» **ИСХОДНЫЙ ТЕКСТ**:
::::

В тисках голода. Блокада Ленинграда в документах германских спецслужб, НКВД и письмах ленинградцев - [22]

Шрифт
Интервал

Документы УНКВД/УНКГБ позволяют восстановить реальную ситуацию с радикализацией настроений в городе, с наличием продовольствия в городе на всем протяжении блокады и связанных с этим настроениях, показать степень информированности местной и центральной власти о смертности населения, на основании которого принимались важные политические решения. Мы вполне солидарны с А.Р. Дзенискевичем, полагающим, что в силу ряда причин у органов внутренних дел была «как бы своя, облегченная, уменьшенная статистика», и что приводимые чекистами данные обозначают минимальное количество жертв в период блокады Ленинграда.

Существует немало скептиков, которые сомневаются в адекватности отражения в документах УНКВД настроений в осажденном городе, полагая, что ведомственные наслоения практически невозможно снять. Есть и такие, кто вообще считает исследование той части спектра настроений, которые нашли свое отражение в материалах политконтроля, «очернительством», вольной или невольной попыткой дегероизировать подвиг ленинградцев. Еще раз отметим, что поведение и, тем более, настроения населения не следует оценивать с позиции сегодняшнего дня и той информации о планах Гитлера в отношении Ленинграда, которая стала известна после войны. Осенью 1941 г. и в первую блокадную зиму даже начальник Главного Политического Управления РККА Л. Мехлис испытывал затруднения с доказательствами «человеконенавистнической сущности» немецкого фашизма. Он направлял в политорганы Красной Армии директивы предоставить материалы, которые можно было бы использовать в пропагандистских целях. Вполне естественно, что и в Ленинграде были люди, искренне верившие в то, что превращение его в «открытый» город могло спасти жизни сотен тысяч людей. При этом речь отнюдь не шла об отрицании режима или отсутствии патриотизма. В конце концов, в свое время не кто иной, как Ленин, настаивал на «похабном» мире с Германией.

::::

» **НАБОР ДАННЫХ**:

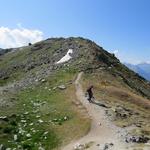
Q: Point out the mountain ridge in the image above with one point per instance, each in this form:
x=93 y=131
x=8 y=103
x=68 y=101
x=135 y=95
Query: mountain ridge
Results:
x=38 y=99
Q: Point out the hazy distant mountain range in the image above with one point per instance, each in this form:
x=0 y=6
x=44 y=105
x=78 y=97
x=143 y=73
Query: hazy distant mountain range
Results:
x=142 y=69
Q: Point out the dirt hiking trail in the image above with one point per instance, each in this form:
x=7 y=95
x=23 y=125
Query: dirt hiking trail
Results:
x=103 y=135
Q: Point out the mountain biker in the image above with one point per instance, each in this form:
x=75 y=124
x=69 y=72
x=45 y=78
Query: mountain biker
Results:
x=90 y=93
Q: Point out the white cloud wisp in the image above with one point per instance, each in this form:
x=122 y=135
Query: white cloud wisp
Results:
x=11 y=38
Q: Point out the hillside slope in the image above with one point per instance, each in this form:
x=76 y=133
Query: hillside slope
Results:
x=143 y=69
x=37 y=96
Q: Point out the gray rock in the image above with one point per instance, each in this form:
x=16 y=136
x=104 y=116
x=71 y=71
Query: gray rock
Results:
x=62 y=87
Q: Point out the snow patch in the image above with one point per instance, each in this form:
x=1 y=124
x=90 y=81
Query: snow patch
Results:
x=66 y=58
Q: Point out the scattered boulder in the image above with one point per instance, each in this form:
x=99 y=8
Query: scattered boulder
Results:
x=62 y=87
x=137 y=139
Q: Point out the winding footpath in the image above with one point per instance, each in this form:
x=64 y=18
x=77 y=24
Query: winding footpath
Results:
x=102 y=130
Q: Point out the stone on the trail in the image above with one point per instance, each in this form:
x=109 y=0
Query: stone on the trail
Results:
x=4 y=118
x=40 y=121
x=26 y=113
x=15 y=137
x=65 y=118
x=1 y=147
x=99 y=124
x=46 y=132
x=137 y=139
x=23 y=121
x=108 y=146
x=79 y=146
x=31 y=124
x=41 y=148
x=28 y=135
x=37 y=116
x=62 y=87
x=43 y=80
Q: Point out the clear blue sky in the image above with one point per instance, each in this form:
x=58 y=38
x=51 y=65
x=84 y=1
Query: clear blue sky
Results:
x=122 y=25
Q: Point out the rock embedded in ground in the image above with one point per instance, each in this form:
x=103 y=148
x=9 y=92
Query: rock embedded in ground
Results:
x=62 y=87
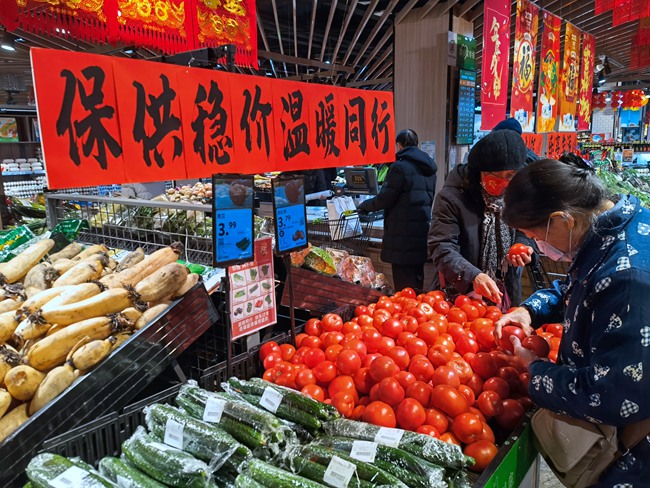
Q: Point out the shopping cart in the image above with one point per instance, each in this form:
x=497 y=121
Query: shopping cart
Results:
x=348 y=233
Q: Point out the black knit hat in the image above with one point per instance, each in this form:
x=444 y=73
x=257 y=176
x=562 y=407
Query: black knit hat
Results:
x=498 y=151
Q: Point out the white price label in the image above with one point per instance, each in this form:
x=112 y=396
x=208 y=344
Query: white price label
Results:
x=214 y=408
x=339 y=472
x=389 y=437
x=271 y=399
x=162 y=447
x=364 y=451
x=123 y=482
x=174 y=434
x=70 y=478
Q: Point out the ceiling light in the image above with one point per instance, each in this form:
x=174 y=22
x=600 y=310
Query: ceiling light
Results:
x=7 y=42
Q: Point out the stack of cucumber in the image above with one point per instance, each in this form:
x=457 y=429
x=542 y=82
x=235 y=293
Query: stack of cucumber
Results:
x=257 y=434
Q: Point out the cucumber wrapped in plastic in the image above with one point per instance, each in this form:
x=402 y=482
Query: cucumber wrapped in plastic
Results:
x=45 y=468
x=413 y=470
x=204 y=441
x=424 y=446
x=164 y=463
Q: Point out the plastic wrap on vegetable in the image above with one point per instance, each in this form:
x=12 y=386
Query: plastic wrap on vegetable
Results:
x=124 y=473
x=52 y=470
x=337 y=463
x=164 y=463
x=283 y=402
x=424 y=446
x=204 y=441
x=259 y=430
x=320 y=261
x=414 y=471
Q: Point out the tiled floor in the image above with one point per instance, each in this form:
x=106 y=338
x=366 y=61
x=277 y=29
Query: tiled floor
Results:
x=546 y=477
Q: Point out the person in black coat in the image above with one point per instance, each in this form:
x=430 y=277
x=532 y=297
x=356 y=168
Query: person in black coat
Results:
x=406 y=198
x=468 y=242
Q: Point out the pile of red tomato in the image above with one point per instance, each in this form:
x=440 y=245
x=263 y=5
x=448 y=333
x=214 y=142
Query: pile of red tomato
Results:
x=415 y=362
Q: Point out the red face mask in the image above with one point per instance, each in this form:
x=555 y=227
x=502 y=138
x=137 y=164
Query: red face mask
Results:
x=494 y=185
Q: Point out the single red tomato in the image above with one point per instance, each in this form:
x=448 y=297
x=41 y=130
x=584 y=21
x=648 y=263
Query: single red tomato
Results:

::::

» **ПОСТАНОВКА ЗАДАЧИ A**:
Определите, соответствуют ли тексту о блокаде Ленинграда следующие утверждения: (i) данные, приводимые чекистами, завышают число жертв блокады; (ii) Л. Мехлис направлял в политорганы Красной Армии директивы предоставить материалы для пропагандистских целей; (iii) Ленин настаивал на мире с Германией. Для каждого утверждения ответьте «да» или «нет» и приведите дословную цитату из текста, на которой основан ответ.
» **ПОСТАНОВКА ЗАДАЧИ B**:
С чьим мнением о статистике органов внутренних дел солидарны авторы текста о блокаде Ленинграда?
Записи для данной работы значения не имеют.

» **РЕЗУЛЬТАТ ВЫПОЛНЕНИЯ A**:
(i) Нет: «приводимые чекистами данные обозначают минимальное количество жертв в период блокады Ленинграда».
(ii) Да: «Он направлял в политорганы Красной Армии директивы предоставить материалы, которые можно было бы использовать в пропагандистских целях».
(iii) Да: «не кто иной, как Ленин, настаивал на «похабном» мире с Германией».

» **РЕЗУЛЬТАТ ВЫПОЛНЕНИЯ B**:
С мнением А.Р. Дзенискевича.